§ **TASK SET**
[1] Rewrite the paragraph of the petro-currency essay that begins "For today's theory du jour" as a short bulleted list, keeping its main facts.
[2] In the petro-currency essay, which investment cliché is called both absolutely true and generally confusing?

# start of TEXT TO READ

Every so often, I propose a theory that’s new (to me, at least). When I do, my initial presentation of that theory is often clumsy and incomplete. This isn’t surprising. If the theory offers a new insight, it takes time to learn how to explain it clearly. However, over time, if the theory comes to seem valid, my presentations of that theory become more refined and easily understood.
Today, I present another theory with language that’s at least clumsy (some might say, “half-baked”). I don’t like to present texts that seem clumsy even to me, but I have to do so to not only to try explain the theory to my readers, but also to explain it to myself. More, I must make the presentation because I know that some of my readers will make comments that will help me to better understand if the theory is probably true or probably false and thereby help me to make clearer presentations in the future.
In essence, I can’t seem to take this theory any further without help from my readers.
For today’s theory du jour, I propose that while the former global monetary system from A.D. 1971 to A.D. 2001 was based on the singular “Petro-Dollar,” in the past two years it’s been replaced by a new system based on several “petro-currencies”. The fiat dollar is no longer the only currency that can purchase petroleum, but with the reemergence of the US as an oil exporting nation, the fiat dollar has gained some value as one of several “petro-currencies”.
The emergence of the several “petro-currencies” might explain the last 20-month decline in the price of gold.
• “The trend is your friend” is an investment cliché that’s both absolutely true and generally confusing because, while we can easily say what the trend “was” at some distinct period in the past, we can never be absolutely sure what the “trend” is right now.
That’s because a general trend is a kind of vector that results from the combination several (or even innumerable) other, smaller, ever-changing vectors moving in different directions and with different degrees of force.
Imagine a ship at sea. The ship is heading due south at 15 knots, powered by its engine. But the wind is blowing due east at 10 knots, and the current is moving nor’west at 3 knots. The ship’s actual course and speed (the ship’s “trend”) will be the result of all combining the four “vectors” of ship’s engine speed, rudder direction, wind speed and direction, and the force of the current. By the time we compute all of those factors, the ship that’s headed due south at 15 knots may be actually moving sou-southwest at 12 knots.
The “trend” is the result of combining a number of underlying and often contradictory factors.
So long as we know the general trend, we can steer the ship appropriately to reach our destination. But if we don’t know the trend at any given moment, we may be in danger since we don’t know where we’re actually headed and we can’t reliably control our destination. I.e., we could steer our ship due south, and still wind up traveling south-southwest.
• The principle of “trend” applies to navigating investments as well as ships. If we can identify fundamental trends, we can invest our wealth in ways that minimize our expenditures and maximize our gains.

# end of TEXT TO READ
# start of RAW RECORDS

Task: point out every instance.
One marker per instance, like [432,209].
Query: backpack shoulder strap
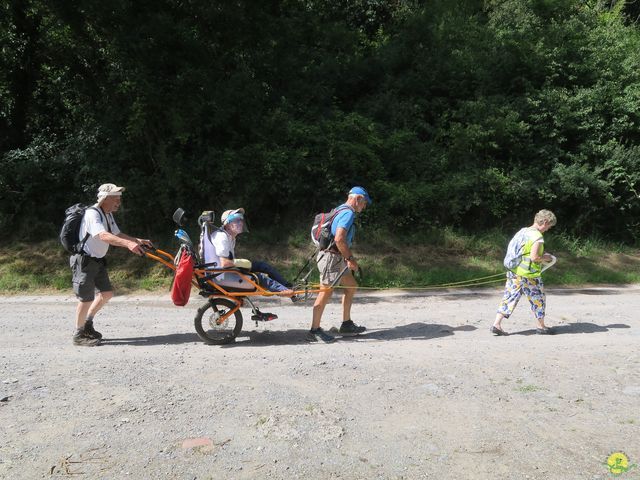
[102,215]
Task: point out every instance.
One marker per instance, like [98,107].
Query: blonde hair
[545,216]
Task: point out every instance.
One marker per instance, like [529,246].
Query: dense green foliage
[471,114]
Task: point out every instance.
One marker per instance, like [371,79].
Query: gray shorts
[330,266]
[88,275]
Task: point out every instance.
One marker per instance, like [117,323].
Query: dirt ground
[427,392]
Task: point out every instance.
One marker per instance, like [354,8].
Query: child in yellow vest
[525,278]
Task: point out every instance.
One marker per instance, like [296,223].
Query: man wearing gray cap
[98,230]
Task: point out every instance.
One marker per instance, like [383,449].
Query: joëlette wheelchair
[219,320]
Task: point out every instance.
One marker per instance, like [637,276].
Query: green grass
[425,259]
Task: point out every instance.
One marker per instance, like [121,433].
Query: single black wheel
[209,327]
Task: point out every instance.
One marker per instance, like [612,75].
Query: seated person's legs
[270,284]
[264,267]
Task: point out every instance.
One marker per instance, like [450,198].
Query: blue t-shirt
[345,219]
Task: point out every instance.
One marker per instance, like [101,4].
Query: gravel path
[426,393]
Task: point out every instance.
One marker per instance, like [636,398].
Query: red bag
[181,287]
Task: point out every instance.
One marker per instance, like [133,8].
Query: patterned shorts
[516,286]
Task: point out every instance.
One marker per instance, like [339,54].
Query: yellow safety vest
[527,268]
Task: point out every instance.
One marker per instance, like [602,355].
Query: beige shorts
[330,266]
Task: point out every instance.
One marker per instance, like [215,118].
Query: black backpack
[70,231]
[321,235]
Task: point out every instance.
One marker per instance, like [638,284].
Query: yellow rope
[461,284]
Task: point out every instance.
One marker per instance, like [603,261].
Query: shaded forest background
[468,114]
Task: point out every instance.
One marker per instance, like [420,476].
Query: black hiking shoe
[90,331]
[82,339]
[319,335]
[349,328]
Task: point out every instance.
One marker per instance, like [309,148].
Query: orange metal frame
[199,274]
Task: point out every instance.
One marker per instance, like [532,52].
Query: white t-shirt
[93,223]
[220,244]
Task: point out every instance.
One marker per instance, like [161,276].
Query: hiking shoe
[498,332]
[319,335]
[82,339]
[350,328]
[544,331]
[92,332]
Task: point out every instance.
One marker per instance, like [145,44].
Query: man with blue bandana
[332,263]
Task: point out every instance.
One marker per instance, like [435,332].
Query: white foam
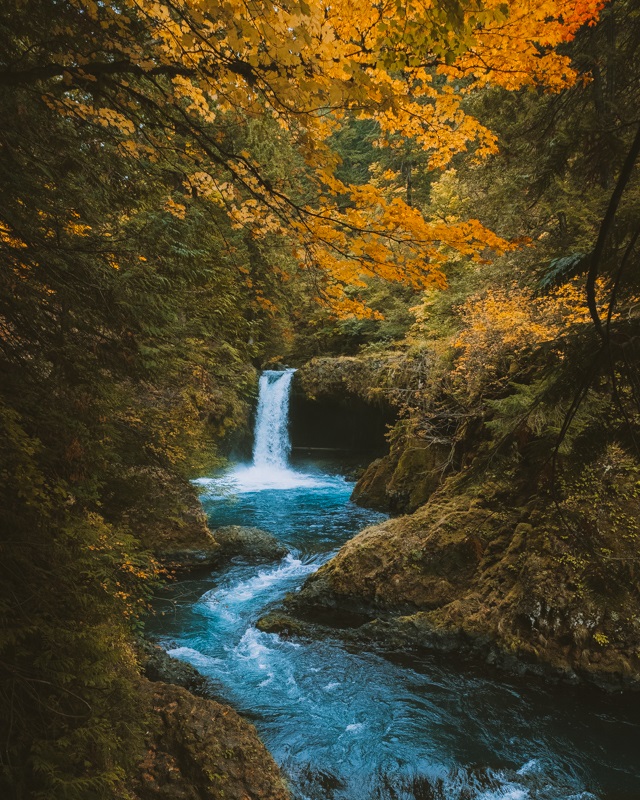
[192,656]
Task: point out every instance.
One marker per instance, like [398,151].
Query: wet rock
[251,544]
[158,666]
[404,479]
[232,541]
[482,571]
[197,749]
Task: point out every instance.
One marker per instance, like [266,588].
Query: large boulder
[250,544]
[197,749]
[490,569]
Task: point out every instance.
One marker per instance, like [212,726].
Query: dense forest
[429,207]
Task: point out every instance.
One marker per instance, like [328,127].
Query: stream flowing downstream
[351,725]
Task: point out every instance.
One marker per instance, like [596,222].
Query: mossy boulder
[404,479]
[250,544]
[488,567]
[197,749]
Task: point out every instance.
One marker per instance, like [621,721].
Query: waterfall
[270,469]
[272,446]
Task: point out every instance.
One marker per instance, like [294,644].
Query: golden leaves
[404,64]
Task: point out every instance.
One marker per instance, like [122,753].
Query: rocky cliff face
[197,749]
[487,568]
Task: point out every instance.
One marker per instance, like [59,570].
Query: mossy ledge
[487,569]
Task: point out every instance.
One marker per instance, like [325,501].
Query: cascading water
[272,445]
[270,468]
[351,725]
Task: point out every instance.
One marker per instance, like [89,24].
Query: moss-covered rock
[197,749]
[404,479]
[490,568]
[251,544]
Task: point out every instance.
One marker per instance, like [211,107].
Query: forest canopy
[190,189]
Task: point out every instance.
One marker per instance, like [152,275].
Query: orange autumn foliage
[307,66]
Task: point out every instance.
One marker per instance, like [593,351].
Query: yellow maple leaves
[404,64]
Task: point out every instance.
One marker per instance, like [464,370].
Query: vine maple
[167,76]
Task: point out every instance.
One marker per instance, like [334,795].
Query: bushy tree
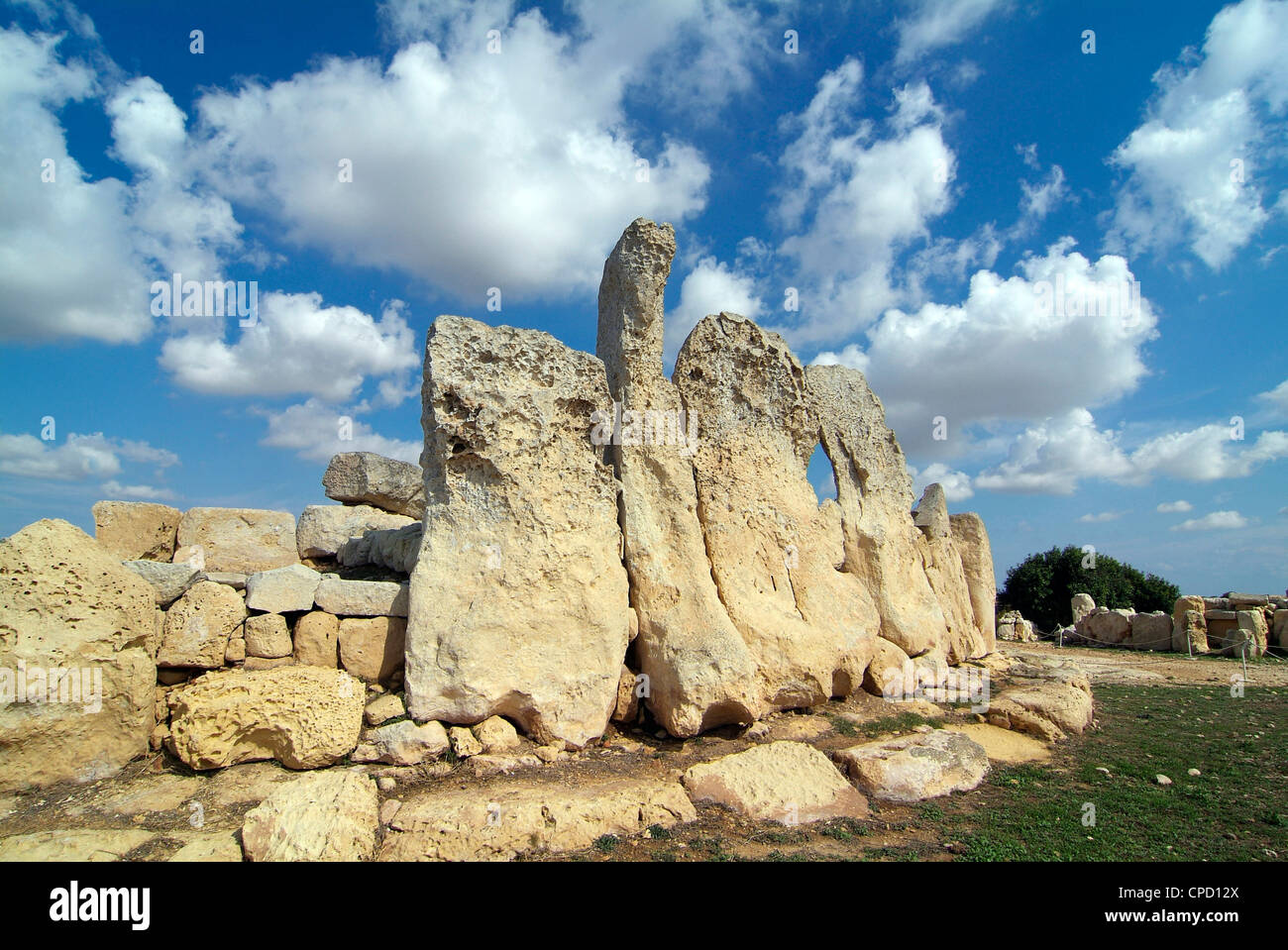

# end of RAW RECORDS

§ **SET OF ANSWERS**
[1]
- From A.D. 1971 to A.D. 2001, the global monetary system was based on the single "Petro-Dollar."
- In the past two years, a new system based on several "petro-currencies" has replaced it.
- The fiat dollar is no longer the only currency that can purchase petroleum.
- Because the US has reemerged as an oil-exporting nation, the fiat dollar has gained some value as one of these "petro-currencies."

[2] "The trend is your friend."